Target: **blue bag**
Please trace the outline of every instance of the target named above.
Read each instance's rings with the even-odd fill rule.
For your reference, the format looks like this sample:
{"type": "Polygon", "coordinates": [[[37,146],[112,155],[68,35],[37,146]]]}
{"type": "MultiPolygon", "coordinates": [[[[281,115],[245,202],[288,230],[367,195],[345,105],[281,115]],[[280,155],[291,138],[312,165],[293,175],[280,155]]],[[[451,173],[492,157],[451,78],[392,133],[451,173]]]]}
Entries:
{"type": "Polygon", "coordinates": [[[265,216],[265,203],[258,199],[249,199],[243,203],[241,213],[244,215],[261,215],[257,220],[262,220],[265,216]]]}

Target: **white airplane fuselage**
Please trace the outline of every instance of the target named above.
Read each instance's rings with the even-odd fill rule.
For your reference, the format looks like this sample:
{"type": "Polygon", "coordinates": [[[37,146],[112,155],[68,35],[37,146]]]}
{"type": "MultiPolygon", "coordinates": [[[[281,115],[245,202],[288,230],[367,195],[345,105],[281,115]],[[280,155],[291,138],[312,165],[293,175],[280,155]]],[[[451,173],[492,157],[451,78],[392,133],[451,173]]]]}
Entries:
..............................
* Description of the task:
In all the rows above, swap "even-odd fill rule" for "nonzero winding rule" and reproduce them with everything else unchanged.

* Solution to the problem:
Target: **blue bag**
Please trace the outline of every instance of the target named above.
Read each instance's rings with the nonzero winding rule.
For your reference, the format looks like this sample:
{"type": "Polygon", "coordinates": [[[37,146],[112,155],[68,35],[37,146]]]}
{"type": "MultiPolygon", "coordinates": [[[[281,115],[245,202],[288,230],[367,195],[345,105],[281,115]],[[280,155],[291,138],[312,165],[293,175],[280,155]]],[[[451,173],[492,157],[451,78],[392,133],[451,173]]]]}
Entries:
{"type": "Polygon", "coordinates": [[[265,216],[265,203],[258,199],[249,199],[243,203],[241,213],[244,215],[261,215],[257,220],[262,220],[265,216]]]}

Target: **white airplane fuselage**
Please trace the outline of every instance of the target named above.
Read each instance's rings with the nonzero winding rule.
For your reference, the format looks like this sample:
{"type": "Polygon", "coordinates": [[[37,146],[112,155],[68,35],[37,146]]]}
{"type": "MultiPolygon", "coordinates": [[[[281,115],[245,202],[288,230],[367,195],[345,105],[281,115]],[[280,155],[291,138],[312,165],[293,175],[280,155]]],[[[451,173],[492,157],[451,78],[392,133],[451,173]]]]}
Entries:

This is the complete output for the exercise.